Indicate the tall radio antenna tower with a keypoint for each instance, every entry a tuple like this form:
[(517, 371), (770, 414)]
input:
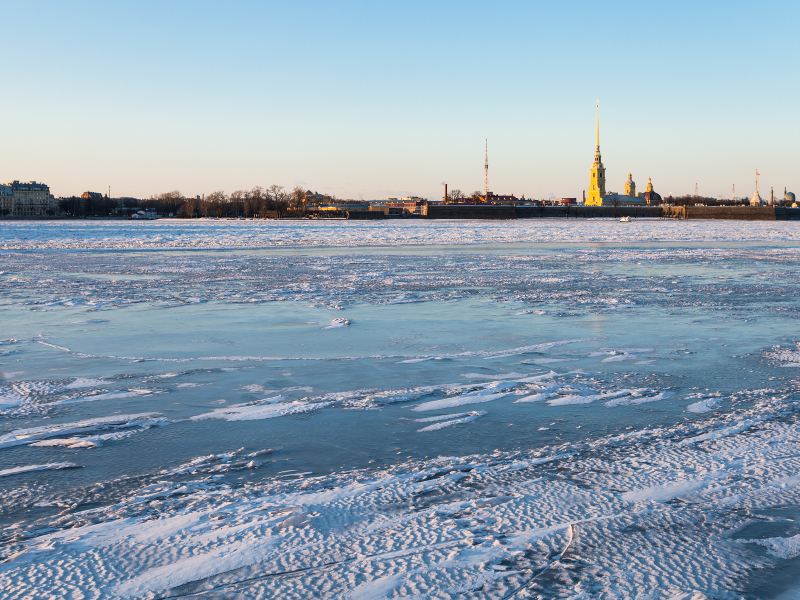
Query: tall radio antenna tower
[(486, 169)]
════
Rewrite these lines with every "radio antenna" changed to "transmission" and nothing else altered, leaving out the pictures.

Indicate the tall transmission tower with a keypoint for each instance, every entry a tuple like this form:
[(517, 371), (770, 414)]
input:
Query: tall transmission tower
[(486, 169)]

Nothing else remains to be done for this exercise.